• **Supplied passage**
━━━

Why Ben Wikler Wants the Keys to the DNC: “The Democratic Brand Is Broken”



Over the past five years, Ben Wikler has helped pry Wisconsin from Republican dominance at the state level. Under his leadership as chair of the state party, Democrats have maintained the governorship, made gains in the state legislature, broken conservative control of the state Supreme Court, and undone the rigged maps that seemed—at one time—to practically guarantee a GOP stranglehold on the state’s politics.

Donald Trump won back the Dairy State this year after losing it in 2020. But Wikler still counts his state as one of the silver linings for Democrats in a tough election cycle: Though the Republican won out, Kamala Harris won more votes there than Joe Biden did four years earlier.

Wikler, 43, is now running to head the Democratic National Committee—at a time of low morale, disillusionment with current leadership, and uncertainty as to where it goes from here. How would he lead the Democrats out of the political wilderness? “We have to do a lot of building,” Wikler told me, in a conversation that has been edited for clarity and length.

“This is a time,” he said, “that calls on us to be really clear about what our values are.”

Vanity Fair: Trump’s victory, particularly in the popular vote, came as a shock to some who saw a lot of momentum on Harris’s side, including some really encouraging polling, and stumbles by Trump. But Democrats, especially within the Harris campaign, have indicated in some autopsies that the result wasn’t all that surprising and maybe even was inevitable, given the numbers they were seeing and the headwinds they were facing. What was your reaction on election night? Were you caught off guard, or did you have a sense that this was where things might be headed?

━━━

• **Stored rows**
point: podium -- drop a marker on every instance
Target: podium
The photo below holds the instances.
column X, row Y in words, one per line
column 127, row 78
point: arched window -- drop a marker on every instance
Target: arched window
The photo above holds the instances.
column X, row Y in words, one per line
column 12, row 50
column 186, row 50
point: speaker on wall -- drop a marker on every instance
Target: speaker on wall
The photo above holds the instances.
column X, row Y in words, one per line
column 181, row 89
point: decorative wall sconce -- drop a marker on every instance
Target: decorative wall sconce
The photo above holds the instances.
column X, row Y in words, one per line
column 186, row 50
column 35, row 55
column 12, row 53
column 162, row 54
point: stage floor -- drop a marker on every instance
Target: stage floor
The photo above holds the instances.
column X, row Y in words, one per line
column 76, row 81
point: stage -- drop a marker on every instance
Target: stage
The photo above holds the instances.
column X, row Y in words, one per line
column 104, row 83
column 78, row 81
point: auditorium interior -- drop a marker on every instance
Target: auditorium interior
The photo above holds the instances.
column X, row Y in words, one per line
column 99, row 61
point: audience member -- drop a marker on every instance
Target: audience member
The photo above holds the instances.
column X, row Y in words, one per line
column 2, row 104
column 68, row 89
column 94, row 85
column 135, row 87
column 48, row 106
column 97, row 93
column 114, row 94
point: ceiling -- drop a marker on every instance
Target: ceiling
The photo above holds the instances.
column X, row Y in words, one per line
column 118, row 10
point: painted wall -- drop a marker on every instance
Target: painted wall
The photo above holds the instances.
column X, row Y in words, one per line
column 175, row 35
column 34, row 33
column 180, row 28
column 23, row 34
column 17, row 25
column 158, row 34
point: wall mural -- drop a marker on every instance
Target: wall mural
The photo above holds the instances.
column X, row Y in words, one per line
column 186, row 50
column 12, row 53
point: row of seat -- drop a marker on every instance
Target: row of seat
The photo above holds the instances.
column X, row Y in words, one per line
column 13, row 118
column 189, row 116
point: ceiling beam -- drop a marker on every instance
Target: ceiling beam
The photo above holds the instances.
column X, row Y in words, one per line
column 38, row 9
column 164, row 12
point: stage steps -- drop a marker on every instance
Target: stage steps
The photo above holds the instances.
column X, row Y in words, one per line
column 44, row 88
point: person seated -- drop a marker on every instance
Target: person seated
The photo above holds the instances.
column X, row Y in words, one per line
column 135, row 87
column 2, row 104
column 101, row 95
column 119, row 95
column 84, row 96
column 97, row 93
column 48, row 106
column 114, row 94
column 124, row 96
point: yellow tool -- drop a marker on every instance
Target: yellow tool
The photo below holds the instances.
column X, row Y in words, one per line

━━━

• **Task requirements**
Quote the article on Ben Wikler's bid to lead the DNC word for word, from "Why Ben Wikler" to "the state’s politics.".

• **Written response**
Why Ben Wikler Wants the Keys to the DNC: “The Democratic Brand Is Broken”



Over the past five years, Ben Wikler has helped pry Wisconsin from Republican dominance at the state level. Under his leadership as chair of the state party, Democrats have maintained the governorship, made gains in the state legislature, broken conservative control of the state Supreme Court, and undone the rigged maps that seemed—at one time—to practically guarantee a GOP stranglehold on the state’s politics.